(EXERCISE DATA Opens)

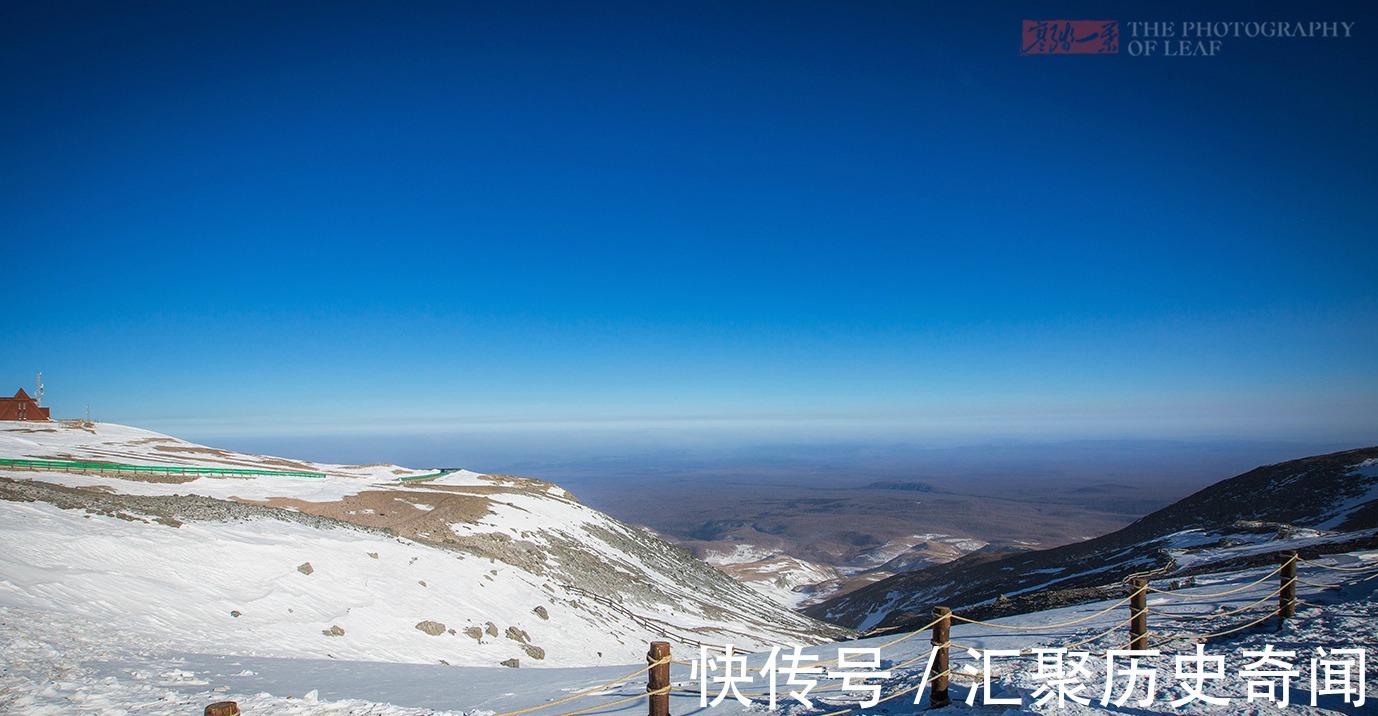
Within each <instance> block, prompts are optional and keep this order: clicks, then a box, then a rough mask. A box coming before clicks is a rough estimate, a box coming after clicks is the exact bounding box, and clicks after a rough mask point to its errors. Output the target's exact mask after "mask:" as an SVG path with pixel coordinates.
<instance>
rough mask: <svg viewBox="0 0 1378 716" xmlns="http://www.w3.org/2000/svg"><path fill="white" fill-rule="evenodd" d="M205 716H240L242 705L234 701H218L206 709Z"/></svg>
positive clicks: (210, 705) (215, 702) (204, 715)
mask: <svg viewBox="0 0 1378 716" xmlns="http://www.w3.org/2000/svg"><path fill="white" fill-rule="evenodd" d="M204 716H240V705H238V704H236V702H233V701H216V702H215V704H211V705H209V706H207V708H205V715H204Z"/></svg>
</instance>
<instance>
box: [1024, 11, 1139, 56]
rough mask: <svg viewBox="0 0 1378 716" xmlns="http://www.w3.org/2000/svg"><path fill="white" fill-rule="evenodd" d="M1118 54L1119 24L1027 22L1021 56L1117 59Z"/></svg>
mask: <svg viewBox="0 0 1378 716" xmlns="http://www.w3.org/2000/svg"><path fill="white" fill-rule="evenodd" d="M1118 52H1119V21H1113V19H1027V21H1024V37H1022V39H1021V41H1020V54H1021V55H1115V54H1118Z"/></svg>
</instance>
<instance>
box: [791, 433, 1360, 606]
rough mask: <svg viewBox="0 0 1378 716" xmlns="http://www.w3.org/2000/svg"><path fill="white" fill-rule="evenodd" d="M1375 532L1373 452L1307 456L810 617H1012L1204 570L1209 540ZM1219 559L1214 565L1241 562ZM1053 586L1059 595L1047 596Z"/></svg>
mask: <svg viewBox="0 0 1378 716" xmlns="http://www.w3.org/2000/svg"><path fill="white" fill-rule="evenodd" d="M1375 527H1378V448H1366V449H1359V450H1348V452H1342V453H1333V454H1326V456H1316V457H1306V459H1302V460H1293V461H1287V463H1279V464H1276V465H1266V467H1259V468H1255V470H1253V471H1250V472H1246V474H1243V475H1237V476H1235V478H1231V479H1226V481H1221V482H1218V483H1215V485H1211V486H1210V487H1206V489H1203V490H1200V492H1197V493H1195V494H1192V496H1189V497H1185V498H1182V500H1180V501H1177V503H1174V504H1171V505H1169V507H1166V508H1163V509H1159V511H1156V512H1153V514H1151V515H1148V516H1144V518H1142V519H1140V520H1137V522H1134V523H1133V525H1130V526H1127V527H1124V529H1122V530H1118V531H1113V533H1111V534H1107V536H1102V537H1097V538H1094V540H1087V541H1083V543H1076V544H1069V545H1064V547H1058V548H1053V549H1039V551H1032V552H1020V554H1003V555H1002V554H991V552H974V554H970V555H967V556H965V558H962V559H958V560H955V562H949V563H945V565H938V566H932V567H926V569H922V570H916V571H909V573H903V574H897V576H894V577H890V578H887V580H883V581H879V582H876V584H872V585H870V587H865V588H863V589H858V591H856V592H852V593H847V595H843V596H839V598H835V599H830V600H827V602H823V603H820V604H816V606H812V607H808V609H806V610H805V613H808V614H812V615H814V617H819V618H825V620H830V621H835V622H838V624H845V625H847V627H853V628H858V629H870V628H876V627H881V628H904V627H905V625H908V624H916V622H922V621H926V620H927V614H929V611H930V609H932V607H933V606H936V604H945V606H949V607H952V609H973V607H983V609H984V610H985V613H988V614H991V613H1006V614H1007V613H1016V611H1020V610H1034V609H1042V607H1047V606H1053V604H1057V603H1060V602H1061V603H1071V602H1079V600H1089V599H1096V598H1098V596H1102V595H1104V593H1105V589H1104V585H1108V584H1115V582H1116V581H1118V580H1120V578H1123V577H1126V576H1129V574H1133V573H1138V571H1151V570H1164V571H1166V570H1175V571H1177V573H1182V571H1184V570H1186V569H1188V567H1191V569H1199V565H1200V563H1203V560H1204V558H1206V556H1211V555H1210V554H1209V552H1202V548H1204V547H1209V545H1215V547H1222V548H1224V547H1233V545H1246V544H1259V543H1265V545H1264V547H1259V548H1253V551H1251V552H1250V554H1251V555H1255V556H1257V555H1264V554H1268V552H1276V551H1280V549H1286V548H1288V540H1291V538H1294V537H1298V536H1304V534H1308V530H1310V533H1316V531H1323V533H1335V534H1339V536H1341V537H1334V538H1333V541H1337V543H1345V541H1355V540H1357V541H1360V543H1361V544H1368V543H1370V541H1372V540H1374V534H1372V530H1374V529H1375ZM1246 558H1247V555H1246V554H1215V555H1214V556H1211V559H1210V560H1209V562H1220V560H1222V559H1246ZM1053 592H1057V593H1053Z"/></svg>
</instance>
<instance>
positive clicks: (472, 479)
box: [0, 423, 847, 666]
mask: <svg viewBox="0 0 1378 716" xmlns="http://www.w3.org/2000/svg"><path fill="white" fill-rule="evenodd" d="M0 459H4V460H7V463H6V464H0V607H6V609H10V610H19V611H22V613H43V614H47V615H50V617H56V618H62V617H70V618H73V620H91V621H95V622H102V624H112V625H117V627H119V628H121V629H128V631H134V632H138V633H142V635H149V636H153V638H156V639H157V640H158V642H160V643H163V644H167V646H168V647H171V649H179V650H186V651H196V653H216V654H225V653H232V654H255V655H267V657H317V658H342V660H373V661H394V662H430V664H440V662H444V664H455V665H457V664H464V665H492V666H496V665H499V664H506V665H521V666H533V665H535V666H570V665H597V664H626V662H630V661H637V660H641V658H642V655H644V654H645V651H646V643H648V642H649V640H652V639H668V640H670V642H672V643H677V644H679V646H678V649H692V647H693V646H695V644H697V643H700V642H703V643H712V644H721V643H728V642H730V643H734V644H737V646H740V647H743V649H762V647H766V646H769V644H773V643H820V642H824V640H830V639H836V638H841V636H845V635H846V633H847V632H846V631H845V629H839V628H835V627H831V625H825V624H821V622H817V621H813V620H810V618H808V617H803V615H799V614H796V613H792V611H790V610H788V609H785V607H783V606H777V604H773V603H772V602H769V600H766V599H762V598H761V595H759V593H757V592H754V591H751V589H748V588H745V587H743V585H741V584H739V582H736V581H733V580H732V578H730V577H728V576H725V574H722V573H721V571H718V570H715V569H712V567H711V566H708V565H706V563H703V562H700V560H696V559H693V558H692V556H690V555H689V554H688V552H686V551H683V549H681V548H677V547H674V545H670V544H668V543H666V541H663V540H659V538H656V537H653V536H650V534H648V533H646V531H644V530H641V529H635V527H631V526H627V525H623V523H620V522H617V520H615V519H612V518H609V516H606V515H604V514H601V512H598V511H595V509H591V508H588V507H586V505H582V504H580V503H579V501H577V500H575V497H573V496H572V494H569V493H568V492H565V490H564V489H561V487H558V486H555V485H551V483H547V482H540V481H533V479H524V478H513V476H499V475H481V474H475V472H469V471H451V472H434V471H431V472H427V471H419V470H409V468H401V467H397V465H329V464H314V463H302V461H294V460H284V459H277V457H266V456H254V454H243V453H234V452H227V450H219V449H214V448H207V446H201V445H194V443H189V442H185V441H179V439H175V438H169V436H167V435H160V434H156V432H149V431H143V430H138V428H130V427H123V425H112V424H95V425H90V427H76V425H70V424H58V423H51V424H34V423H28V424H26V423H0ZM25 460H47V461H63V463H65V464H63V465H41V464H30V463H22V461H25ZM73 463H87V464H84V465H77V464H73ZM90 463H107V464H120V465H131V467H139V468H165V470H132V468H131V467H125V468H116V467H101V465H92V464H90ZM197 470H198V471H200V472H197Z"/></svg>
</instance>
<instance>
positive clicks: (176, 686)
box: [0, 551, 1378, 716]
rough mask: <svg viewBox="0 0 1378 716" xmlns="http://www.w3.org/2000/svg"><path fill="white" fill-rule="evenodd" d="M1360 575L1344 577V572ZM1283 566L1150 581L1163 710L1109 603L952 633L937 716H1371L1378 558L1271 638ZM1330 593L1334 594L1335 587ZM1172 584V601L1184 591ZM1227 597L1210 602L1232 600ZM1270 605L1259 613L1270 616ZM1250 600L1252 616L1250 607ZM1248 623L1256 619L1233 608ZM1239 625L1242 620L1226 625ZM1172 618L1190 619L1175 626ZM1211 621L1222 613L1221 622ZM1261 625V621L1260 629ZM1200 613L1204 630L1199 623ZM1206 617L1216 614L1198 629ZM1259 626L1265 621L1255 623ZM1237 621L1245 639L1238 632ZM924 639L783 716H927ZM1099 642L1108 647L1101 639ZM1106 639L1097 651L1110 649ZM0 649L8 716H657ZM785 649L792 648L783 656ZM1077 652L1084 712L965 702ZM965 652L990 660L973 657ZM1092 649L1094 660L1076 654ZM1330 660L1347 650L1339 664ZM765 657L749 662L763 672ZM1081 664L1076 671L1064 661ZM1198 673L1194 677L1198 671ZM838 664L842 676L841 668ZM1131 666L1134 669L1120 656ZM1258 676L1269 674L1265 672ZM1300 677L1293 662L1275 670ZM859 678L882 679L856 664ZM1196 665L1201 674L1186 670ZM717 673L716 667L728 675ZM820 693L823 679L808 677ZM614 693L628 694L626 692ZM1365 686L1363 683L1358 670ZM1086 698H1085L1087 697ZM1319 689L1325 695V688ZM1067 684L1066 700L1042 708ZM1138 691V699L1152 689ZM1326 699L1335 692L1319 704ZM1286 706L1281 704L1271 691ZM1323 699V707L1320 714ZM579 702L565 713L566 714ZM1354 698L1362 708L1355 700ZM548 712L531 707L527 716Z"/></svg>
mask: <svg viewBox="0 0 1378 716" xmlns="http://www.w3.org/2000/svg"><path fill="white" fill-rule="evenodd" d="M1337 567H1338V569H1344V570H1357V571H1335V569H1337ZM1269 573H1271V567H1254V569H1244V570H1231V571H1220V573H1203V574H1200V576H1197V577H1196V582H1195V585H1193V587H1182V585H1174V584H1171V582H1170V581H1167V580H1155V581H1153V582H1152V585H1153V587H1155V588H1158V589H1162V593H1155V595H1153V596H1152V598H1151V600H1149V609H1151V610H1153V613H1152V614H1151V615H1149V624H1148V627H1149V639H1151V646H1152V649H1156V650H1159V651H1160V654H1159V655H1155V657H1145V658H1142V660H1141V662H1140V664H1138V669H1140V673H1144V672H1148V671H1151V672H1152V673H1155V675H1156V679H1155V684H1156V687H1155V694H1153V699H1152V702H1149V704H1146V705H1141V704H1140V702H1138V701H1140V698H1142V697H1144V695H1145V691H1142V690H1141V691H1137V693H1135V694H1134V701H1131V702H1129V704H1126V705H1115V704H1113V702H1111V704H1109V705H1108V706H1102V705H1101V704H1100V699H1101V698H1102V695H1104V688H1102V686H1104V683H1105V682H1107V650H1108V649H1115V647H1120V646H1123V640H1124V638H1126V633H1124V625H1123V624H1122V622H1123V621H1124V617H1126V613H1127V607H1126V604H1123V603H1122V602H1118V600H1116V602H1096V603H1086V604H1079V606H1073V607H1064V609H1057V610H1047V611H1038V613H1031V614H1024V615H1020V617H1011V618H1000V620H994V621H992V622H988V624H962V622H958V624H954V627H952V632H951V640H952V642H954V649H952V651H951V658H952V661H951V668H952V671H954V675H952V684H951V697H952V699H954V704H952V705H951V706H948V708H947V709H944V710H943V712H941V713H954V715H963V713H974V715H988V716H1013V715H1068V713H1071V715H1104V713H1120V715H1123V713H1135V715H1144V716H1149V715H1159V713H1163V715H1175V713H1209V715H1225V716H1257V715H1261V713H1295V715H1305V716H1327V715H1328V716H1334V715H1348V716H1353V715H1364V713H1375V712H1378V660H1374V658H1372V649H1371V646H1372V644H1375V643H1378V602H1375V600H1374V589H1375V587H1378V552H1372V551H1367V552H1353V554H1344V555H1330V556H1326V558H1319V559H1315V560H1308V562H1305V563H1302V565H1301V566H1299V569H1298V574H1299V576H1301V577H1302V580H1305V581H1304V582H1302V584H1301V585H1299V587H1298V598H1299V599H1301V606H1299V609H1298V611H1297V615H1295V617H1293V618H1291V620H1287V622H1286V625H1284V627H1282V628H1276V627H1275V620H1273V618H1271V617H1269V611H1271V609H1272V604H1273V603H1275V599H1276V598H1273V596H1272V595H1271V592H1272V591H1273V589H1276V578H1277V577H1276V574H1269ZM1327 584H1333V585H1334V587H1323V585H1327ZM1174 587H1177V588H1174ZM1225 592H1229V593H1228V595H1225V596H1211V595H1222V593H1225ZM1258 602H1262V603H1258ZM1250 604H1254V606H1250ZM1236 610H1243V611H1236ZM1232 611H1235V613H1233V614H1229V613H1232ZM1169 614H1180V615H1181V617H1171V615H1169ZM1211 614H1220V615H1218V617H1211ZM1259 615H1262V617H1264V621H1257V620H1258V617H1259ZM1188 617H1191V618H1188ZM1203 617H1204V618H1203ZM1248 622H1257V624H1254V625H1251V627H1250V625H1248ZM1237 625H1244V628H1242V629H1239V631H1232V629H1236V627H1237ZM1226 631H1228V632H1231V633H1222V635H1220V636H1217V638H1209V639H1206V640H1204V646H1202V647H1200V649H1202V650H1203V653H1204V654H1206V655H1207V657H1211V658H1221V660H1222V673H1224V677H1222V679H1210V680H1207V682H1204V684H1203V690H1204V694H1206V695H1210V697H1211V698H1215V699H1225V701H1224V702H1222V704H1210V702H1204V701H1202V699H1195V701H1191V702H1186V704H1184V705H1180V706H1177V705H1173V701H1174V699H1180V698H1184V697H1185V695H1188V687H1191V686H1192V682H1191V680H1189V679H1184V677H1182V676H1180V672H1178V668H1180V666H1178V661H1177V660H1178V657H1188V658H1191V657H1193V655H1195V654H1196V649H1197V640H1199V639H1200V638H1202V636H1204V635H1211V633H1217V632H1226ZM929 633H930V632H926V631H921V632H916V633H912V635H892V636H883V638H871V639H863V640H856V642H846V643H838V644H823V646H816V647H809V649H805V650H803V651H805V654H810V655H816V657H819V658H820V660H823V661H828V660H834V658H836V657H838V655H839V654H838V649H839V647H846V649H875V650H878V655H879V657H881V668H882V669H885V671H886V672H889V677H886V679H879V680H876V682H874V683H876V684H878V686H879V687H881V695H883V697H886V698H887V701H885V702H882V704H879V705H876V706H875V708H858V704H860V702H861V701H863V699H865V698H867V697H870V694H868V693H865V691H857V690H845V688H839V686H843V684H842V683H841V679H839V677H836V676H832V677H828V676H821V677H817V679H819V687H817V688H814V690H813V691H812V693H810V694H809V697H810V698H812V699H813V704H814V708H813V709H805V708H803V706H801V705H799V704H796V702H795V701H792V699H791V698H790V697H788V695H787V693H788V691H790V690H791V688H798V687H796V686H792V687H791V686H785V684H784V679H785V677H784V676H783V675H781V676H780V710H779V712H777V713H784V715H788V716H806V715H823V713H849V715H850V713H854V715H857V716H860V715H865V713H889V715H896V716H900V715H916V713H919V712H923V710H925V709H926V708H927V706H929V701H927V695H926V694H925V695H922V697H918V698H916V693H915V688H916V687H918V686H919V684H921V683H922V680H923V675H925V666H926V665H927V654H929V649H930V644H929ZM1100 635H1104V636H1100ZM1098 636H1100V638H1098ZM0 644H4V647H6V650H4V658H6V661H4V666H3V669H0V713H23V715H32V716H68V715H74V713H92V715H95V713H99V715H110V713H141V715H154V716H175V715H176V716H182V715H187V713H200V712H201V709H203V708H204V706H205V705H207V704H211V702H215V701H222V699H232V701H236V702H238V705H240V708H241V709H243V712H244V713H247V715H254V716H306V715H310V716H316V715H325V716H331V715H335V716H343V715H351V716H365V715H368V716H416V715H429V716H460V715H463V716H493V715H499V713H510V712H526V713H536V715H564V713H575V712H586V710H584V709H593V710H590V712H591V713H599V715H616V716H637V715H644V713H646V701H645V695H646V686H645V684H646V682H645V675H644V673H637V672H638V669H639V668H641V666H642V665H644V662H641V661H639V660H638V661H637V662H630V664H623V665H609V666H601V668H577V669H540V671H531V669H502V668H496V669H495V668H478V666H444V665H435V664H429V665H426V664H387V662H378V661H371V662H353V661H346V660H328V658H325V660H310V658H265V657H245V655H226V654H223V653H218V651H205V653H178V651H175V650H171V649H168V644H164V643H161V642H160V640H158V639H157V638H156V636H150V635H147V633H143V632H139V631H136V629H131V628H128V627H127V625H124V624H121V622H106V621H98V620H91V618H85V617H74V615H58V614H52V613H45V611H40V610H32V609H25V610H17V609H12V607H0ZM780 646H791V644H788V643H784V644H780ZM1058 647H1062V649H1068V651H1071V654H1068V657H1067V658H1068V660H1069V662H1072V664H1076V666H1078V668H1084V672H1076V671H1071V669H1069V672H1068V675H1067V677H1064V679H1062V683H1065V684H1067V686H1068V688H1069V690H1071V691H1072V693H1075V694H1078V695H1079V697H1080V698H1084V699H1087V701H1089V705H1084V706H1083V705H1078V704H1073V702H1068V704H1065V705H1061V706H1060V705H1058V704H1057V699H1056V683H1054V682H1053V677H1051V676H1050V675H1047V673H1042V679H1040V672H1042V671H1043V669H1042V668H1040V664H1039V658H1038V655H1035V654H1032V653H1031V654H1025V655H1021V657H1010V655H1007V654H1006V655H999V657H996V658H994V660H992V668H991V669H989V673H991V677H992V684H991V695H992V697H995V698H1003V699H1016V701H1017V704H1016V705H1007V704H984V695H983V694H980V693H977V694H976V695H974V697H973V701H974V705H973V706H967V705H966V704H965V701H966V698H967V695H969V693H970V690H971V688H977V690H978V691H980V684H981V683H983V680H984V675H983V671H984V664H983V658H984V657H983V653H984V650H1036V649H1058ZM1269 647H1271V649H1273V650H1275V658H1282V660H1284V661H1283V664H1287V665H1290V668H1293V669H1294V671H1295V676H1294V677H1293V679H1290V682H1288V683H1290V690H1288V698H1290V705H1288V706H1286V708H1282V706H1279V705H1276V704H1272V702H1268V701H1258V699H1254V701H1250V699H1248V693H1250V690H1251V687H1250V686H1248V683H1247V680H1248V677H1246V676H1244V675H1243V673H1242V672H1243V671H1244V668H1246V665H1248V664H1251V662H1255V661H1257V658H1254V657H1250V655H1248V654H1247V651H1250V650H1253V651H1262V650H1265V649H1269ZM969 649H976V650H980V651H978V653H977V654H976V657H973V654H971V653H970V651H969ZM1317 649H1324V650H1327V651H1330V650H1346V649H1350V650H1352V649H1367V650H1368V653H1367V660H1366V662H1364V669H1363V673H1364V704H1355V701H1357V694H1349V695H1345V694H1341V693H1335V688H1337V686H1338V683H1331V684H1328V686H1330V687H1331V688H1317V684H1316V682H1312V680H1310V673H1312V671H1313V669H1316V668H1317V665H1316V664H1313V662H1312V660H1315V658H1317V655H1319V654H1317ZM1080 651H1084V653H1086V654H1087V657H1089V658H1087V660H1086V661H1080V660H1079V658H1075V657H1076V653H1080ZM672 655H674V657H675V658H677V660H681V661H689V660H693V658H696V657H697V654H696V653H695V651H693V650H683V649H681V647H675V651H674V654H672ZM1331 655H1334V654H1331ZM763 662H765V654H758V655H754V657H750V660H748V664H750V665H751V666H761V665H762V664H763ZM1069 666H1071V664H1069ZM1188 666H1189V664H1188ZM834 668H835V666H834ZM1119 668H1120V669H1123V668H1124V662H1123V660H1119ZM1254 668H1255V669H1257V668H1258V666H1254ZM1269 668H1287V666H1269ZM849 671H854V672H861V673H867V672H874V671H879V669H867V668H857V669H849ZM1189 671H1191V669H1189V668H1188V672H1189ZM717 676H721V671H719V672H717ZM805 677H809V679H812V676H805ZM750 679H751V680H750V682H748V683H741V684H739V691H740V693H743V694H750V695H752V697H754V698H752V699H751V704H750V705H743V704H741V702H739V701H737V699H736V698H733V697H732V695H728V697H726V698H725V699H723V701H722V702H721V704H718V705H715V706H708V708H701V706H700V705H699V702H700V695H699V693H697V691H699V688H700V680H699V679H696V677H693V676H692V673H690V669H689V668H688V666H683V665H681V664H675V665H672V666H671V684H672V687H674V691H672V693H671V697H670V710H671V713H712V715H721V716H751V715H759V713H763V712H765V710H766V697H763V695H762V694H763V693H766V688H768V687H766V677H765V676H763V675H761V673H757V672H751V673H750ZM613 682H616V683H613ZM1126 682H1127V679H1126V676H1124V675H1123V672H1120V676H1119V677H1118V679H1116V680H1115V683H1116V691H1115V693H1113V694H1112V695H1115V697H1118V695H1120V694H1123V691H1124V686H1126ZM1349 683H1350V684H1352V686H1356V687H1357V669H1355V671H1350V672H1349ZM1078 684H1084V688H1079V687H1078ZM1322 686H1327V684H1326V683H1324V682H1322ZM708 687H710V691H708V694H707V697H708V698H715V697H717V694H718V693H719V691H722V688H723V684H721V683H714V682H711V680H710V682H708ZM1049 687H1054V694H1053V695H1054V698H1051V699H1049V701H1046V702H1040V699H1043V698H1045V695H1047V693H1049V691H1047V690H1049ZM1141 688H1142V687H1141ZM1322 691H1331V693H1322ZM1273 694H1275V695H1279V693H1277V691H1276V690H1275V693H1273ZM1313 697H1315V699H1316V705H1315V706H1312V698H1313ZM566 699H568V701H566ZM1346 699H1348V701H1349V702H1348V704H1346ZM526 709H536V710H526Z"/></svg>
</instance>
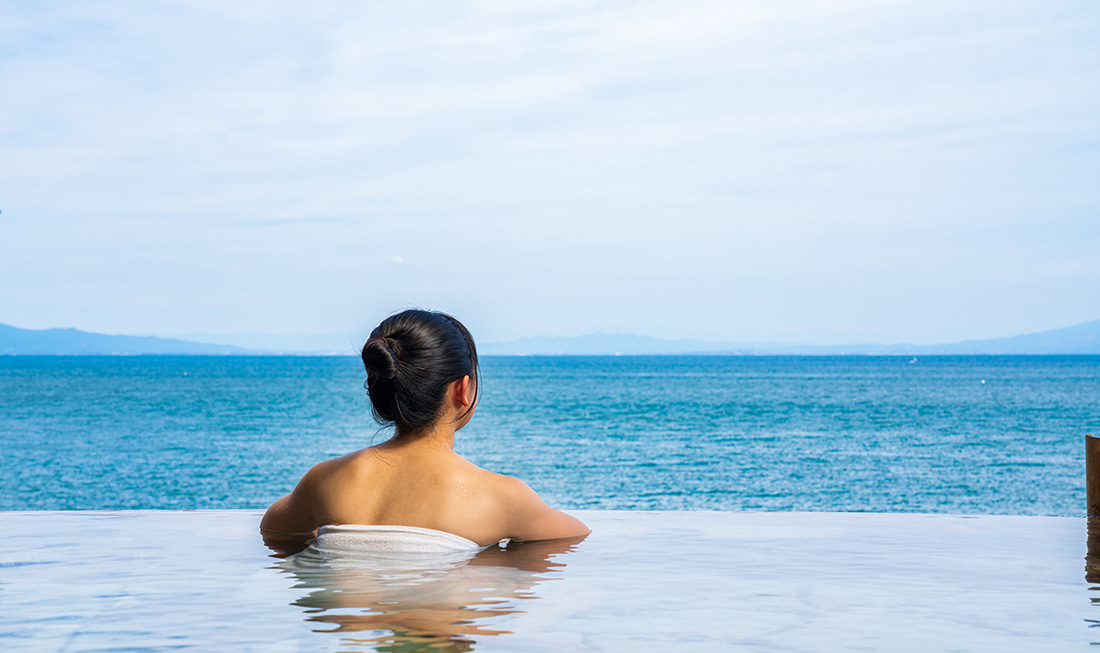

(EXERCISE DATA Closes)

• TASK:
Express the records from the start up to and including the line with "positive clicks: (210, 705)" as a Markdown table with the columns Row and Line, giving each non-blank line its own numbered row. Leave the pictures out.

• OUTPUT BELOW:
| Row | Line |
|---|---|
| 1 | Within each <instance> block, prompts are optional and keep this order: clicks, then a box, then a rough mask. A box coming before clicks is a rough estimate, a box coming after clicks is the exact bounding box, and clicks after a rough mask point to its errors. Output the target's exact mask after "mask:" as an SVG path with pixel coordinates. |
| 2 | <instance> |
| 3 | rough mask: <svg viewBox="0 0 1378 716" xmlns="http://www.w3.org/2000/svg"><path fill="white" fill-rule="evenodd" d="M205 716H240L242 705L234 701H218L206 709Z"/></svg> |
| 4 | positive clicks: (210, 705) (215, 702) (204, 715) |